| Source excerpt |
BEGIN
Understanding Distributed Computing

A gentle introduction

Renu Gehring
Towards AI
Published in
5 min readMar 14, 2024

--

Photo by charlesdeluvio on Unsplash

I am having coffee and a slice of poundcake one afternoon with my imaginary friend, Mr. Pound, in his charming and entirely fictitious bakery, “Pound Cakes and More”. Business has been great, my friend tells me, and he is thinking of expanding.

A note about my friend, Mr. Pound. In addition to being an astute businessman and an excellent confectioner, he is really into data science, data, and technology. In his spare time, he analyzes data that he collects meticulously. I really like talking to him because hey, who can turn down an offer of free pound cake with a side of cool techie talk?

Back to expanding “Pound Cakes and More”. Mr. Pound has one small oven and a mixer, and both are optimized to make four cakes at the same time. He believes that he can expand in two ways. Option (1), Go Big, is to purchase an XXL oven and mixer that will make 12 cakes concurrently. Option (2), Distributed Baking, is to purchase 3 additional pairs of small ovens and mixers. With both options, he will be able to make 12 additional cakes at the same time, but each option has its advantages and disadvantages.

With Go Big, Mr. Pound is worried about cake quality since he is not sure about the evenness of the temperature in the XXL oven. “Maybe the cakes in the corners will burn and the ones in the center will be under-done”, he frets. With Distributed Baking, he will need to carefully set baking times with four different ovens. He might, he muses, be able to hire his nephew to help.

Suddenly, Mr. Pound’s face lights up. “I think that I have figured out what distributed computing is.” he declares.

Photo by CDC on Unsplash

Mr. Pound continues excitedly. “It is like me trying to clean the two seating areas in my bakery. Instead of just me, I would hire two people and each one would clean one room. Then I would supervise their results. The supervision would be extra effort, but the cleaning would get done in about half the time”.

As I help myself to another melt-in-your-mouth slice of poundcake, I interject, “Mr. Pound, have you considered the task of sorting numbers? How might you sort three random numbers? And then one hundred numbers? And finally, a thousand numbers?”

Well-used to my leading questions, Mr. Pound responds affably. “With three numbers, it is easy. I would simply do them in my head. All in memory-processing and no distribution required”, he says with a smile.

“With one hundred numbers, I would grab a pencil and a piece of paper. I would peruse my numbers to find the lowest, write it down, go through the remaining 99 numbers to find the next higher number, repeating this process until I had a new perfectly ordered list of one hundred numbers. Isn’t this similar to building a bigger computer and utilizing in-memory processing as well as temporary writing to disk?”, Mr. Pound says with a chuckle.

“With a thousand numbers…I don’t think I want to do this by myself”, Mr. Pound says. He pauses, thinks for a bit, and resumes, “I would hire ten helpers. And give them one hundred numbers each. They order their own hundred numbers and hand in their work. So now I have ten sheets with one hundred sorted numbers.” Mr. Pound pauses again and looks thoughtful. He continues, “I look at the first row of the 10 lists and write down the minimum number. I can then look at the same row and some additional rows to find the next highest number. Tedious, but do-able”, he declares.
END
| Stated goal A |
Translate this sentence from the distributed computing article into Spanish: "In his spare time, he analyzes data that he collects meticulously."
The article and the rows are unrelated material.

Records
BEGIN
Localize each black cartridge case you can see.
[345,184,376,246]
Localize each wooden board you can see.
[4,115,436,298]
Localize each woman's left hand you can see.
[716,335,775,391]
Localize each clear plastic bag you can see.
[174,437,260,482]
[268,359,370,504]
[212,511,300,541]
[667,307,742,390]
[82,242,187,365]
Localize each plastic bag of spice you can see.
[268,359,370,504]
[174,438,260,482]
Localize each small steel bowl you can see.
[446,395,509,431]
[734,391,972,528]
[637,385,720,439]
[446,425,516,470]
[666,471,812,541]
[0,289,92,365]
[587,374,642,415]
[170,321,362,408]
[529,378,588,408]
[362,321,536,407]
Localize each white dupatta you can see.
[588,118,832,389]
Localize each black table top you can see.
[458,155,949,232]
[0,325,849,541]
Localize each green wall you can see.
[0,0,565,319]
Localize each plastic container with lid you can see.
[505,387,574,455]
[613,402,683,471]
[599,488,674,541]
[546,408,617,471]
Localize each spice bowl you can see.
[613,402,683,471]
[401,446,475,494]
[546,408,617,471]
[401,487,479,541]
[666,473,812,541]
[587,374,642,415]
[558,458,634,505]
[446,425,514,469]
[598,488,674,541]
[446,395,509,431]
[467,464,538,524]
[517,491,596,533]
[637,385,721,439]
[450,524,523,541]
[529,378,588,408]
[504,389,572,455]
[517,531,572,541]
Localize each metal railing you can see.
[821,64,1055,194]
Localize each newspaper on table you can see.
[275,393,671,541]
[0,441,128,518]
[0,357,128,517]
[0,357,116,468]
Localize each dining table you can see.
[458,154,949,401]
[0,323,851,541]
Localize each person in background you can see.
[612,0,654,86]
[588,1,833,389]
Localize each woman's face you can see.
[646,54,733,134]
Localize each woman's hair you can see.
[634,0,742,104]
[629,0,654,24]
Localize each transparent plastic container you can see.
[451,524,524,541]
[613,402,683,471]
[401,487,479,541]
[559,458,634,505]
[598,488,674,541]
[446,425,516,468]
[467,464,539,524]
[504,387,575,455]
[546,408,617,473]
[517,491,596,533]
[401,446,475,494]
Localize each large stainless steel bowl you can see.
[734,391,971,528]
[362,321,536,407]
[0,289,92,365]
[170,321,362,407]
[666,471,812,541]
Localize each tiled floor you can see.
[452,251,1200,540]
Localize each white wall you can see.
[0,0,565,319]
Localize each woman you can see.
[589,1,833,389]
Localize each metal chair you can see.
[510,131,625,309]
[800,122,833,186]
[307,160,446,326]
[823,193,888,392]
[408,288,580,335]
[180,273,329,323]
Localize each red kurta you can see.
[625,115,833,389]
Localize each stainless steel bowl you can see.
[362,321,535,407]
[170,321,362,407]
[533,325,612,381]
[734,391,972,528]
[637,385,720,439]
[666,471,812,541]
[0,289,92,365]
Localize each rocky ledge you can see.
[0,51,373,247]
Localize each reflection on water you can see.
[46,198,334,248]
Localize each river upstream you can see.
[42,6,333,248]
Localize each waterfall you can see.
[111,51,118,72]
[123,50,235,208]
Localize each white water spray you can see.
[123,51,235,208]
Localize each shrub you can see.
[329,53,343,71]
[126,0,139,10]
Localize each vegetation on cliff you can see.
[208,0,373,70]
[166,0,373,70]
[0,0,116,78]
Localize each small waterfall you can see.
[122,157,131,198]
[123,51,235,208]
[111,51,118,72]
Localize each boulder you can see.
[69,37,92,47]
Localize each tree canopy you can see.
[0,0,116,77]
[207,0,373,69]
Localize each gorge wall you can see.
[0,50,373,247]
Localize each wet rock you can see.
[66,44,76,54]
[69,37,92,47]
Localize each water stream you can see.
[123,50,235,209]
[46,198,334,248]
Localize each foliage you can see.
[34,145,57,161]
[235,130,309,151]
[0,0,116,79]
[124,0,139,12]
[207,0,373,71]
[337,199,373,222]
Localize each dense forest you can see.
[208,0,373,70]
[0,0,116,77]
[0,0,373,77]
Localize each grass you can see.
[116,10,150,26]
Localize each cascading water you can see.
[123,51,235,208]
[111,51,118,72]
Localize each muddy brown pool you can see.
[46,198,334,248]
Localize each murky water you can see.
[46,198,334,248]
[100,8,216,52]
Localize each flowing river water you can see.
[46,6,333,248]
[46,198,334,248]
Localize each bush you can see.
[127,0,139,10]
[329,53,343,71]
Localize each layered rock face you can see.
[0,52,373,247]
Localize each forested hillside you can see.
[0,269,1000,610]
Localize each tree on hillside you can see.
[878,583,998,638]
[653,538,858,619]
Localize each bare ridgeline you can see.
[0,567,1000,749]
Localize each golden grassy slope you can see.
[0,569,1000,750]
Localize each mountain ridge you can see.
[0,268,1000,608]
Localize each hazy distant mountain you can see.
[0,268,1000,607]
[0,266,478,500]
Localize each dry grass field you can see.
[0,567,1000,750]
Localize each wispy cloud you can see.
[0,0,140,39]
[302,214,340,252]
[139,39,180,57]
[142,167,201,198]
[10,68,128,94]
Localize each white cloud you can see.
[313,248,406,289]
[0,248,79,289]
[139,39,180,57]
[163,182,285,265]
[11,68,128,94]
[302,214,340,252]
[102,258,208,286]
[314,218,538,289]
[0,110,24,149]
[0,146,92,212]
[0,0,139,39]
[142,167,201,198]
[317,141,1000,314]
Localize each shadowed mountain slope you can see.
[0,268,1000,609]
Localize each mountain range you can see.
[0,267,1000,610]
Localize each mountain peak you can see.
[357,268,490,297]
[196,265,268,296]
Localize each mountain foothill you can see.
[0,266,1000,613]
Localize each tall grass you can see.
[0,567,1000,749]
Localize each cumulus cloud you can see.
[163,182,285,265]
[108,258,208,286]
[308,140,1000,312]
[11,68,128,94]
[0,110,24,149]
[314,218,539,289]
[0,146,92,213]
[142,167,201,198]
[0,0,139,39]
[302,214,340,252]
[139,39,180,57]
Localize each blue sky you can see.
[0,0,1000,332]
END
| Stated goal B |
In the rows, repeat everything from the line containing "Localize each bare ridgeline you can see." down to the line containing "[317,141,1000,314]", requests included, and increase every bounding box coordinate by 65. Give back only those lines.

| Written response A |
En su tiempo libre, analiza datos que recopila meticulosamente.

| Written response B |
Localize each bare ridgeline you can see.
[65,632,1065,814]
Localize each golden grassy slope you can see.
[65,634,1065,815]
Localize each mountain ridge you can see.
[65,333,1065,673]
Localize each hazy distant mountain you can see.
[65,333,1065,672]
[65,331,543,565]
Localize each dry grass field you can see.
[65,632,1065,815]
Localize each wispy cloud you can see.
[65,65,205,104]
[367,279,405,317]
[204,104,245,122]
[207,232,266,263]
[75,133,193,159]
Localize each white cloud you can see.
[378,313,471,354]
[65,313,144,354]
[204,104,245,122]
[228,247,350,330]
[76,133,193,159]
[367,279,405,317]
[167,323,273,351]
[379,283,603,354]
[65,175,89,214]
[65,211,157,277]
[65,65,204,104]
[207,232,266,263]
[382,206,1065,379]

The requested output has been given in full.